## START Data in this exercise

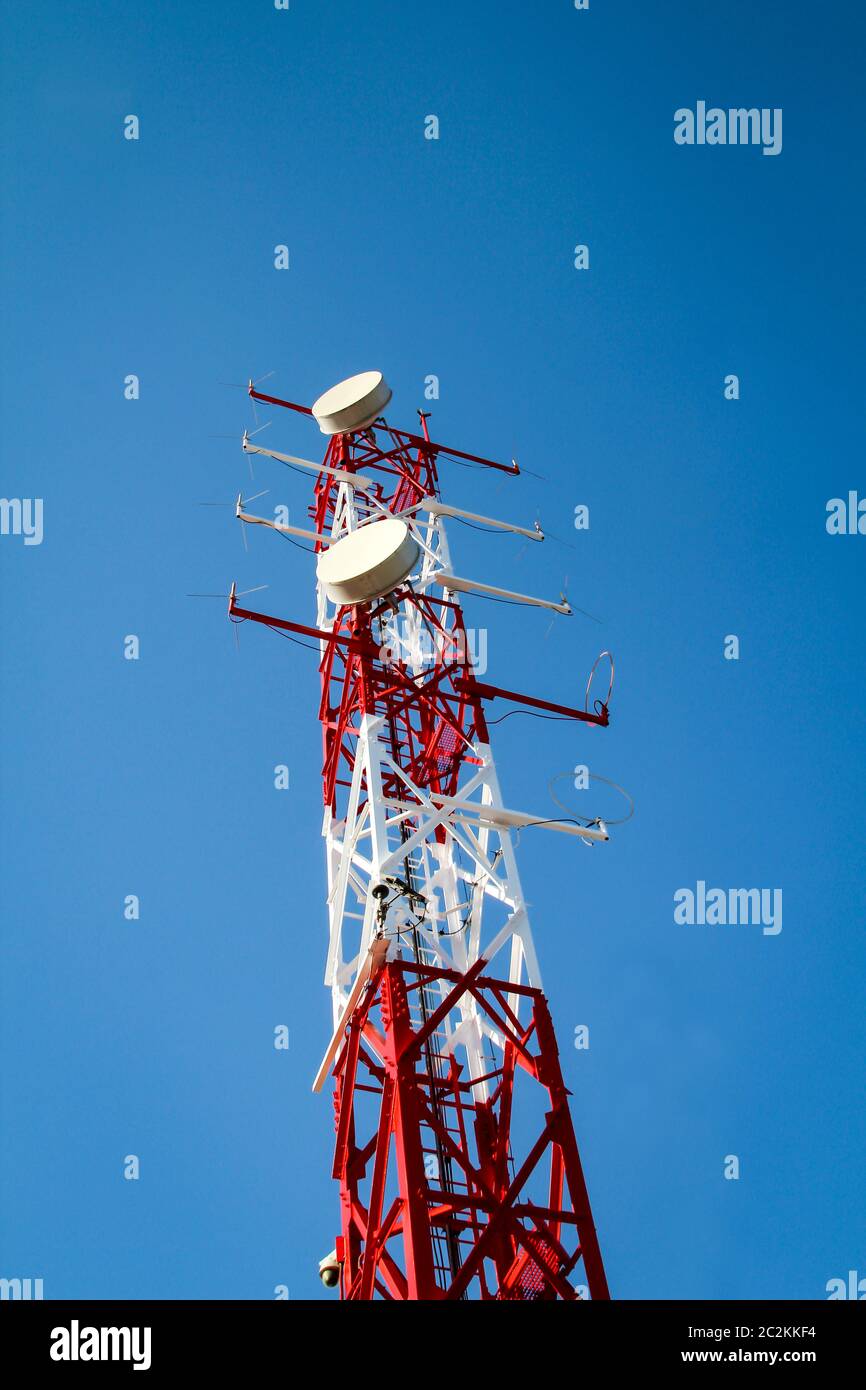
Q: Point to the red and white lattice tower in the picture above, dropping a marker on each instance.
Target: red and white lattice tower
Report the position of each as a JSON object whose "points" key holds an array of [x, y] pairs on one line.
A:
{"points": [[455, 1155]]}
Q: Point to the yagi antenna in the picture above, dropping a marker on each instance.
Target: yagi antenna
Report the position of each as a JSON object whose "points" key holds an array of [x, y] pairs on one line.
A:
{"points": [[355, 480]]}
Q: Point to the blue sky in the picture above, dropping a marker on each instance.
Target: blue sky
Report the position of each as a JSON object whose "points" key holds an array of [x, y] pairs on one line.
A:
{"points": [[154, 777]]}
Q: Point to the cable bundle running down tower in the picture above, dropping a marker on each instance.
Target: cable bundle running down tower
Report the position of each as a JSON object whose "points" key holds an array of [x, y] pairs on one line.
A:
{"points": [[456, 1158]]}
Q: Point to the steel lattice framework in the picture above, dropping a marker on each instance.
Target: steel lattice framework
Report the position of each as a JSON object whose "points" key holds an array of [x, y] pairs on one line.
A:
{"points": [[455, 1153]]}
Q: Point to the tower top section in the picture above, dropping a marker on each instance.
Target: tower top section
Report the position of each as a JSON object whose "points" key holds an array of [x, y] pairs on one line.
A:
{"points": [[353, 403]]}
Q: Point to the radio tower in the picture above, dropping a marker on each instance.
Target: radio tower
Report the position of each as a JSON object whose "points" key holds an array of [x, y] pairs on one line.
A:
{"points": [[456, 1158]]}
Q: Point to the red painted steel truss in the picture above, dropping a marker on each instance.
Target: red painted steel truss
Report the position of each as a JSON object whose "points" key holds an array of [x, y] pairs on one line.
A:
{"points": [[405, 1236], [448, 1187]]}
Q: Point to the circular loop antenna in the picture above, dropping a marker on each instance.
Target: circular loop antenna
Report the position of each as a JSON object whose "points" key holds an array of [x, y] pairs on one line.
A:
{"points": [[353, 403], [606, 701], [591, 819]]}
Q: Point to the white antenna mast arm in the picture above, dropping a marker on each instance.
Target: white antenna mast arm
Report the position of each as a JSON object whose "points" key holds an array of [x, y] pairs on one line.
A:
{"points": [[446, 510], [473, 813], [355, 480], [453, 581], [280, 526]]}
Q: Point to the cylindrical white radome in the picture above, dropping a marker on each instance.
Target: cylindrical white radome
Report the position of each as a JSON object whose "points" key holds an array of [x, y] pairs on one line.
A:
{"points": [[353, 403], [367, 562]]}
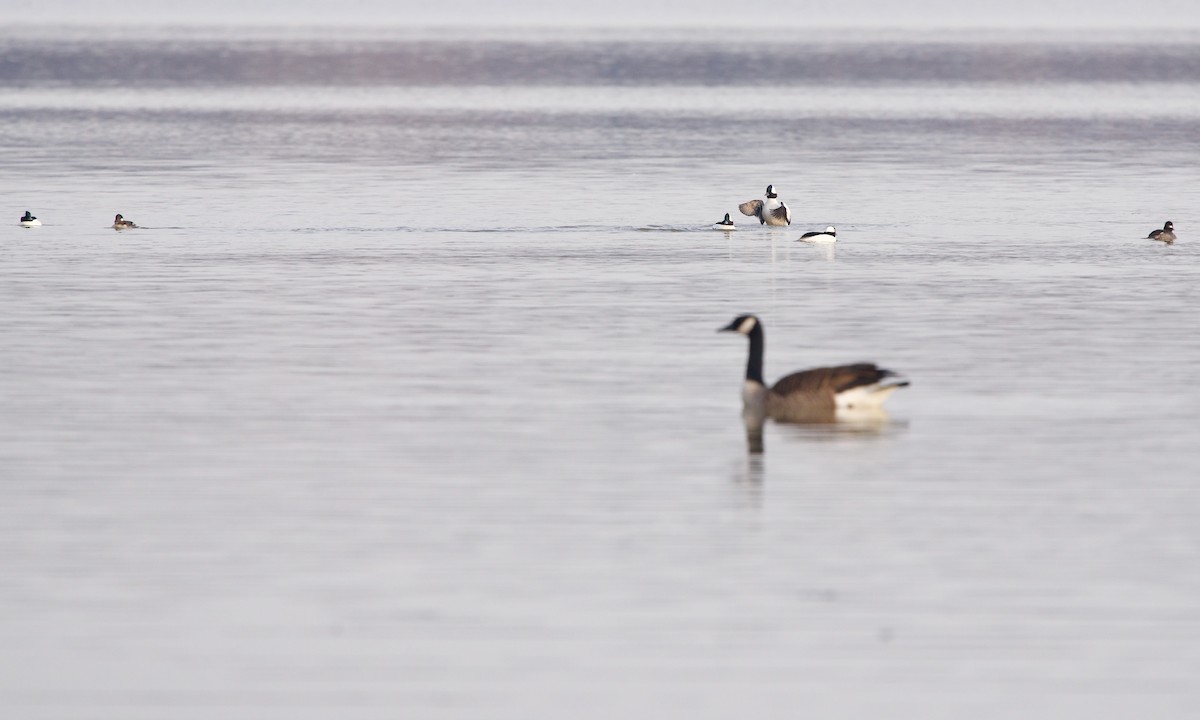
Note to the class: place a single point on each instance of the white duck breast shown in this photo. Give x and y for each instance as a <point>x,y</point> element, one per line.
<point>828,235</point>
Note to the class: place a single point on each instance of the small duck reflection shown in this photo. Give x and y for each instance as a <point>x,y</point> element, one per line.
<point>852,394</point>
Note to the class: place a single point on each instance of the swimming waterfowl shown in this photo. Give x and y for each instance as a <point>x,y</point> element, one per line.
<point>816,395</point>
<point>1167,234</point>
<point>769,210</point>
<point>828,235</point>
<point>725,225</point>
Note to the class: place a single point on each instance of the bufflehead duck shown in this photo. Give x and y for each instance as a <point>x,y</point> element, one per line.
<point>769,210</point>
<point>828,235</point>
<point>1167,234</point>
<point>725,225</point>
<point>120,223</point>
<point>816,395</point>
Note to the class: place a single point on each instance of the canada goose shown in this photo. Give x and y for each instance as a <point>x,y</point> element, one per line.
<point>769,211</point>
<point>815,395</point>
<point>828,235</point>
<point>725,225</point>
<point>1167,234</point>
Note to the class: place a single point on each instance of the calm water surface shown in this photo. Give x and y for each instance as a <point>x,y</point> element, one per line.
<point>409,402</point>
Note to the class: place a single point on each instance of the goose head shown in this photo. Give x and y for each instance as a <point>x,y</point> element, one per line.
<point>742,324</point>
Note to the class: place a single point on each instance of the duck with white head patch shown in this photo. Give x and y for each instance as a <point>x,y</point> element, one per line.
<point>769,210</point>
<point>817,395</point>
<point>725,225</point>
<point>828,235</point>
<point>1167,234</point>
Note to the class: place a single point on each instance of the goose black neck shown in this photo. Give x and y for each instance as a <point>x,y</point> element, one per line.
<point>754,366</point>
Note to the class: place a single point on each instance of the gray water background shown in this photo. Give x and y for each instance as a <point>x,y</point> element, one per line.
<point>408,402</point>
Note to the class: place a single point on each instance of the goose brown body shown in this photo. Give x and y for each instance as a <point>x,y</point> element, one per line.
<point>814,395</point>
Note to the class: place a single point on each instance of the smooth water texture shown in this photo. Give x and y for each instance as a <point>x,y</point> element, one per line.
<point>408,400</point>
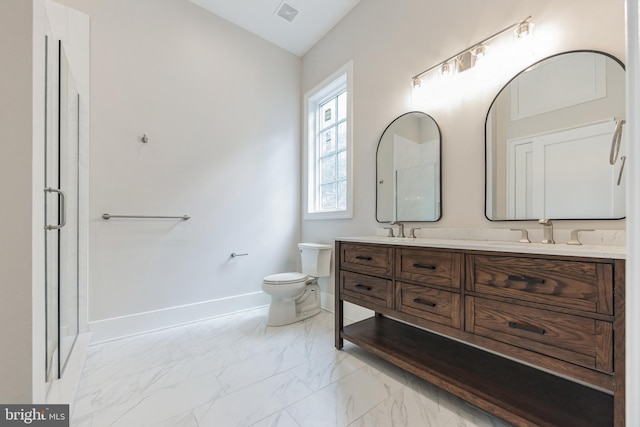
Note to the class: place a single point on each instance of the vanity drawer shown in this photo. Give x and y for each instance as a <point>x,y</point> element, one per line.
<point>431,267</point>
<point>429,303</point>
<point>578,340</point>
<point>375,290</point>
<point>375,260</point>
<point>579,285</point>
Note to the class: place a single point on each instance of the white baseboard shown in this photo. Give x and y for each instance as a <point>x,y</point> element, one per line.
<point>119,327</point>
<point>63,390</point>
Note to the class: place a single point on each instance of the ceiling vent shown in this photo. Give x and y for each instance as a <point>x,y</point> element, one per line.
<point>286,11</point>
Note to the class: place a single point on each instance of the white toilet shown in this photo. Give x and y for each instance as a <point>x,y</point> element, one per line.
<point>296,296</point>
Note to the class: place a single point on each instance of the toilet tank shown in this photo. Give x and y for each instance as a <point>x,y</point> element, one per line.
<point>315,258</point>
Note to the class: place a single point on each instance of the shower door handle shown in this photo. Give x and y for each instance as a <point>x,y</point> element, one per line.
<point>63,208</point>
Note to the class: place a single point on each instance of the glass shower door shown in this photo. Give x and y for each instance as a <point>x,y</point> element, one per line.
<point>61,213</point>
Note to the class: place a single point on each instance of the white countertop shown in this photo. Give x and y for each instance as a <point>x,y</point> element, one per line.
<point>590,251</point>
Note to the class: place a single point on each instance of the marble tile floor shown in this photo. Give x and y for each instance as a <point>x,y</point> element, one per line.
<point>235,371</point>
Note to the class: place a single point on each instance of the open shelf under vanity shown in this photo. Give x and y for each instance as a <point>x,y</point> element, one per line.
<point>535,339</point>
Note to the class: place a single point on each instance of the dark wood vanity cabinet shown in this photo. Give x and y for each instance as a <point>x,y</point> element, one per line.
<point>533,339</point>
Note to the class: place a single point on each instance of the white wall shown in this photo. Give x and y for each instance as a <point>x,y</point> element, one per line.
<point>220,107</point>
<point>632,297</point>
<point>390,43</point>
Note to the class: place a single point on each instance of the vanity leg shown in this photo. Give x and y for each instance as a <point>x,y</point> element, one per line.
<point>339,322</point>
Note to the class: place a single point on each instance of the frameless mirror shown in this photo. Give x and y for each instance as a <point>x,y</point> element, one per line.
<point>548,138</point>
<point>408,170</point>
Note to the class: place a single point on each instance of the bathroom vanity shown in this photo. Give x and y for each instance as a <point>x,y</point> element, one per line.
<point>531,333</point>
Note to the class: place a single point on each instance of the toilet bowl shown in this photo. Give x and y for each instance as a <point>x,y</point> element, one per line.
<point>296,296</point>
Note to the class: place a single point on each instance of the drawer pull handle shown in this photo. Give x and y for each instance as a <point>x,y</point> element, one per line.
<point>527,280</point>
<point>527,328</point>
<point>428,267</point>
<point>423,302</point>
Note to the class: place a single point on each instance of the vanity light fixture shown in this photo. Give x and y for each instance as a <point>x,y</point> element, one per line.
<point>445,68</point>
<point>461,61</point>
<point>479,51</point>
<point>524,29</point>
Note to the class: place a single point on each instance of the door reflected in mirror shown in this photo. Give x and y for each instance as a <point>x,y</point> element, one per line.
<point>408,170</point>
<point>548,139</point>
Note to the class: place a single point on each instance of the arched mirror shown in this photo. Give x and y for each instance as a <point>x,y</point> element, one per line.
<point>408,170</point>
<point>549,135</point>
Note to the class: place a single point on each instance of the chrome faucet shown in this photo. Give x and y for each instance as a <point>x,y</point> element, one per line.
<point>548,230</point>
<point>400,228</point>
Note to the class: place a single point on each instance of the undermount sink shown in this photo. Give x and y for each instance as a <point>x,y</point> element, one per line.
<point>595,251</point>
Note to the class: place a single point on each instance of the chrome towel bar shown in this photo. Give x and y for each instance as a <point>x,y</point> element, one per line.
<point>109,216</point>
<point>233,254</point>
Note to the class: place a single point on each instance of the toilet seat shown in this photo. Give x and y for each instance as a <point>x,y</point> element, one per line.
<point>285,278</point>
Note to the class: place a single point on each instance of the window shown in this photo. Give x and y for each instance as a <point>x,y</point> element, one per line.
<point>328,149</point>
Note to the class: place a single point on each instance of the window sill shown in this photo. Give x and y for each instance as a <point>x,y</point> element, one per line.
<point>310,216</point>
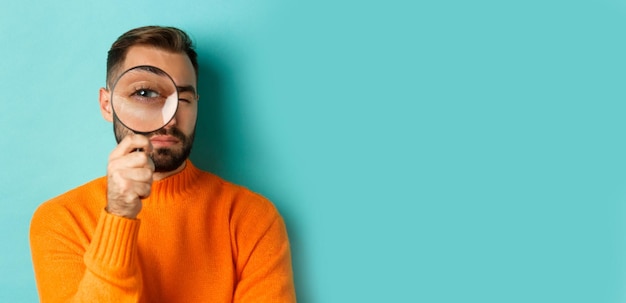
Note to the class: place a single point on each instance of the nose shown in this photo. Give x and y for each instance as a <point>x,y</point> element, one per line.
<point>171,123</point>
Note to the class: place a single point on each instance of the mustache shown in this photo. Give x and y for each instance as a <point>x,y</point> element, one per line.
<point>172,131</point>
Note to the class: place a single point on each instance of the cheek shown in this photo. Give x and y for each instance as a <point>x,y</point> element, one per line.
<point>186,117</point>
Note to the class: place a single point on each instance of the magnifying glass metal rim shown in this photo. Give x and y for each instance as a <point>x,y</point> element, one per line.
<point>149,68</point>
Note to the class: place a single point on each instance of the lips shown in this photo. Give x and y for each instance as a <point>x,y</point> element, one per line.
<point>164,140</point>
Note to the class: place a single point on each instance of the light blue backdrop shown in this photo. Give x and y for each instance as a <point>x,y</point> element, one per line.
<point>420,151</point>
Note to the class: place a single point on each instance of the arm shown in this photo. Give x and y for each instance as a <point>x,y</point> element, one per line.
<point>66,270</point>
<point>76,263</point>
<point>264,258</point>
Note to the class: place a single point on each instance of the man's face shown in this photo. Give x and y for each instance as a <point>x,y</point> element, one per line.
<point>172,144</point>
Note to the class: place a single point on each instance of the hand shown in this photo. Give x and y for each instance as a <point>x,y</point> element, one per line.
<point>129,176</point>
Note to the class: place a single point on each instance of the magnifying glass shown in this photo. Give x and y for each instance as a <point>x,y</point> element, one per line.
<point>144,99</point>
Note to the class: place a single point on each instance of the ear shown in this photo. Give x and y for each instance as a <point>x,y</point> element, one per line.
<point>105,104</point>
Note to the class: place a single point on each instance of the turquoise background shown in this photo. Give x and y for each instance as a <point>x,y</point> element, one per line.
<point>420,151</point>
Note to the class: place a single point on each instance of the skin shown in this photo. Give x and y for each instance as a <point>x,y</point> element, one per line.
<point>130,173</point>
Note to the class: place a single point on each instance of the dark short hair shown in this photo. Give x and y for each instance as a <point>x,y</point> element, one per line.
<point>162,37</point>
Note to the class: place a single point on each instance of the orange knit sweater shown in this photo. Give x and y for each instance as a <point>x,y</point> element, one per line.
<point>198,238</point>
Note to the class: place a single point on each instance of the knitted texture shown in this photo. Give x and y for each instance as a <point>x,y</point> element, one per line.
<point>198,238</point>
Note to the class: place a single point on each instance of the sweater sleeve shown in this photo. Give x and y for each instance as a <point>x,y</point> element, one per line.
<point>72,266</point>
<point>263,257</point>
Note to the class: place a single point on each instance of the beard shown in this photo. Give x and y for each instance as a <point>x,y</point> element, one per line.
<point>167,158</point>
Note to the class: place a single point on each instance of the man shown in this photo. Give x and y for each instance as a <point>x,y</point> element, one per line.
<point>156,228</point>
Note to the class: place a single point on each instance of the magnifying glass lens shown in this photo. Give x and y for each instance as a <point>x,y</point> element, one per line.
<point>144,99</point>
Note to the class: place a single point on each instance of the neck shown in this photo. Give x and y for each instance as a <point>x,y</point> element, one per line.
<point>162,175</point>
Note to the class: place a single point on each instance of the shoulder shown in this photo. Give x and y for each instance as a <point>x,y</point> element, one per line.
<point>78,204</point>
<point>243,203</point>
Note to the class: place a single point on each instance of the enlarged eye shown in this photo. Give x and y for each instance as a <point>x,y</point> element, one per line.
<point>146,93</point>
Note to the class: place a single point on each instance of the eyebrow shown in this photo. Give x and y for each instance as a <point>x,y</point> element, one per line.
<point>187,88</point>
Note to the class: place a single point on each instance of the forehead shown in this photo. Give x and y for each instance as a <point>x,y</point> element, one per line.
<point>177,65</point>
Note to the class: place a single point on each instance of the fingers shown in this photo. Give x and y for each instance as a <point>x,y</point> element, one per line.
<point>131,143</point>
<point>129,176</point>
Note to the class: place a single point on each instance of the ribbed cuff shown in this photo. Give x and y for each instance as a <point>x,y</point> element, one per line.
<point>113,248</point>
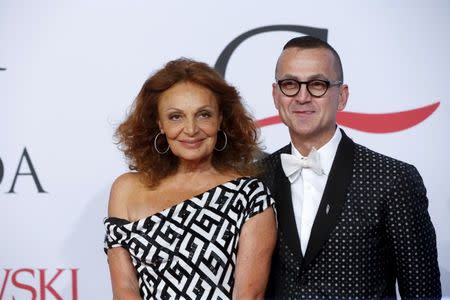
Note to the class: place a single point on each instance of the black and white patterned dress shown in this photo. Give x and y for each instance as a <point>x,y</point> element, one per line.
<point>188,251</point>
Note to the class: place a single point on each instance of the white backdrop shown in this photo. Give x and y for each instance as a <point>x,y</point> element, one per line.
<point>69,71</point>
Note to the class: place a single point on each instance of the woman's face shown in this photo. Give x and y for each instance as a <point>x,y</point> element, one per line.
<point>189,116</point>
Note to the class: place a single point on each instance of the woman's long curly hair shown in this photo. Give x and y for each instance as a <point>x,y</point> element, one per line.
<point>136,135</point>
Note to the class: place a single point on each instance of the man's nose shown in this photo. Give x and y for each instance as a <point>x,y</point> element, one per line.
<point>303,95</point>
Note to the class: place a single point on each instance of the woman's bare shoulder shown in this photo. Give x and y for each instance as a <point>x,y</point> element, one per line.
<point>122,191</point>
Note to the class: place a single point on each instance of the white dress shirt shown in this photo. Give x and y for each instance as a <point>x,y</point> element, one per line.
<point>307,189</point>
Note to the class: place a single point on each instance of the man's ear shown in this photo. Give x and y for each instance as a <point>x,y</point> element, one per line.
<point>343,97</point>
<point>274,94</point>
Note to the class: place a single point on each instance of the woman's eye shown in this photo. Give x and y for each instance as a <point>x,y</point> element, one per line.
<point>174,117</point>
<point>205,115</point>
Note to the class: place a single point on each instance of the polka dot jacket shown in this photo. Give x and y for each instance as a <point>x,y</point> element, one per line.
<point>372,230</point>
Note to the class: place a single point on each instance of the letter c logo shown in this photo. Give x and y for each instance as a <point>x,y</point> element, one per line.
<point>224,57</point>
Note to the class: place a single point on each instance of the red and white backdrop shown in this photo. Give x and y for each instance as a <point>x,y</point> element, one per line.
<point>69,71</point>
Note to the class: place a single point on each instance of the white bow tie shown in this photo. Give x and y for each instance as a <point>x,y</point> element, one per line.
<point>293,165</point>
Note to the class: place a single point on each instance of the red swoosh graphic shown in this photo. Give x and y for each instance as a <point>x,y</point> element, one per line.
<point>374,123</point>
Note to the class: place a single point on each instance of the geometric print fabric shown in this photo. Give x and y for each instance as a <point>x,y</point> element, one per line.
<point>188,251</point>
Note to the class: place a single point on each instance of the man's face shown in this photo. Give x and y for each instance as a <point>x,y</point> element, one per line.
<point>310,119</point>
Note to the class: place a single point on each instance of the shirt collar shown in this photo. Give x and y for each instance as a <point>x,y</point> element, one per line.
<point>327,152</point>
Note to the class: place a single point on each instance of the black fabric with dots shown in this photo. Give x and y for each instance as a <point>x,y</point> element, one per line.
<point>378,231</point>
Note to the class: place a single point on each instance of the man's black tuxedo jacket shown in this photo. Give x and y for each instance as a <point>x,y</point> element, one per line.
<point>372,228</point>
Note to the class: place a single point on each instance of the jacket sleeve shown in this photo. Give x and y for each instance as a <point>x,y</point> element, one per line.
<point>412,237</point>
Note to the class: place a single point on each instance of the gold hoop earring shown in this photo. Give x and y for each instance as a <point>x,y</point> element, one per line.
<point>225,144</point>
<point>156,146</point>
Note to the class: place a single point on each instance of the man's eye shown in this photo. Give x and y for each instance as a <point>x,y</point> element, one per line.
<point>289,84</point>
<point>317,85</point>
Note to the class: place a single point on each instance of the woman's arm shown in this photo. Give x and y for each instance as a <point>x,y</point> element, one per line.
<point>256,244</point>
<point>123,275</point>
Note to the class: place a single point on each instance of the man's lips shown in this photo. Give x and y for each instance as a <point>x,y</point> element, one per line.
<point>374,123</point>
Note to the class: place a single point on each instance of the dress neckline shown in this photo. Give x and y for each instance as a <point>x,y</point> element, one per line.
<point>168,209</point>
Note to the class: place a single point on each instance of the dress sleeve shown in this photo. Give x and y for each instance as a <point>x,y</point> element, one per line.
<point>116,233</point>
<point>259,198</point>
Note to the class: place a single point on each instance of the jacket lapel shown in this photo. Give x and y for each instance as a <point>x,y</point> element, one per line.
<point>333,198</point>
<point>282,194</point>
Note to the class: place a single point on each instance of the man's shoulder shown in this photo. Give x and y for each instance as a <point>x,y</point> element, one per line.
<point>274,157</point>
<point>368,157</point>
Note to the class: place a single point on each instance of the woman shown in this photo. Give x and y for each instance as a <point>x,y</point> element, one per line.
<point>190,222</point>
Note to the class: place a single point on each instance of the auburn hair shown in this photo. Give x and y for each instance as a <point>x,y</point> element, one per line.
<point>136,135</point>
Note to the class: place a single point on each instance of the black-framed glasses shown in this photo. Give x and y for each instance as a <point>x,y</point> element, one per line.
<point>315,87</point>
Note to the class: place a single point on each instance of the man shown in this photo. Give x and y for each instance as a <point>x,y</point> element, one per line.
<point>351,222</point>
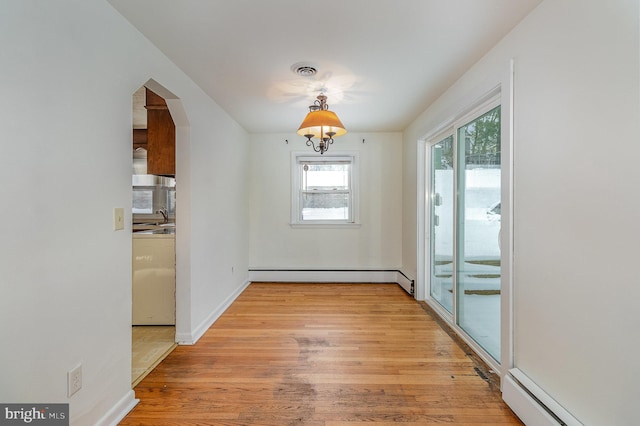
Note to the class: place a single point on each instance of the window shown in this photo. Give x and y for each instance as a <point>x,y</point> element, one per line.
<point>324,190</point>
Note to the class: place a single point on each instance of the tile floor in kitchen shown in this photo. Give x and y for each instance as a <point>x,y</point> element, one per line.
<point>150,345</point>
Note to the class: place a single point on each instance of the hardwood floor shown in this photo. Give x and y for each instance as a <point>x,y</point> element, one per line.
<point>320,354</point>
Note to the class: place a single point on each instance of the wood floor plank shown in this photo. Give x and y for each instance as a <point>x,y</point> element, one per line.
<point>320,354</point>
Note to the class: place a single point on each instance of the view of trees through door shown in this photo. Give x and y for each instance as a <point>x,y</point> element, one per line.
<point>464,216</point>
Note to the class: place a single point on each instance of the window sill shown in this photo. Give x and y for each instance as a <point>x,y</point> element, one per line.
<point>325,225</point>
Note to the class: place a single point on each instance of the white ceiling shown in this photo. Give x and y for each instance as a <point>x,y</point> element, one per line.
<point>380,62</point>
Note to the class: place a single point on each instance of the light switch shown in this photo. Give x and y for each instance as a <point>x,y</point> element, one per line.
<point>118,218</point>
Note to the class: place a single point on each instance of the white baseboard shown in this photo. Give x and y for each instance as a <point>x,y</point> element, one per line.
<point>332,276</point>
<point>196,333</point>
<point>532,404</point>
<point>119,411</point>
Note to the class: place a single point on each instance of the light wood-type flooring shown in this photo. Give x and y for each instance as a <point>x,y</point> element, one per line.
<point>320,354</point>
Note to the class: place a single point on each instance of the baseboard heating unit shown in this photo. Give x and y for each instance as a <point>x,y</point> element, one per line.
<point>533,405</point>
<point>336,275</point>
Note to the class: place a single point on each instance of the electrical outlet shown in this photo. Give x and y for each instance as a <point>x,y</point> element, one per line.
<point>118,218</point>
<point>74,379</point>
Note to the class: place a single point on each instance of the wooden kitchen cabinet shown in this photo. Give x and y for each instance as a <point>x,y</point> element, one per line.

## END Data in this exercise

Written exercise: Copy out the material word for word, from the line with "of the duck" to the line with "<point>408,400</point>", both of those lines included.

Written reply:
Note to the class: place a single point on each instance of the duck with white head patch shown in this photo. Give x and y for each instance as a <point>x,y</point> element, one per line.
<point>769,210</point>
<point>817,395</point>
<point>725,225</point>
<point>828,235</point>
<point>1167,234</point>
Note to the class: place a single point on each instance of the goose black neck shown in this photo. Give x and y for each instance as a <point>x,y</point> element, one per line.
<point>754,366</point>
Note to the class: place a single point on each instance of the gray water background shown in this photo. Give x and y for each instance as a <point>x,y</point> element, one per line.
<point>408,402</point>
Note to the class: place a single point on each instance of the goose brown body shown in this photo. Give x and y for each instance as a <point>x,y</point> element, one per line.
<point>814,395</point>
Note to the class: place a single point on each instance of the smooth water texture shown in this photo. Give x and y for each instance as a <point>x,y</point> element, one per line.
<point>408,400</point>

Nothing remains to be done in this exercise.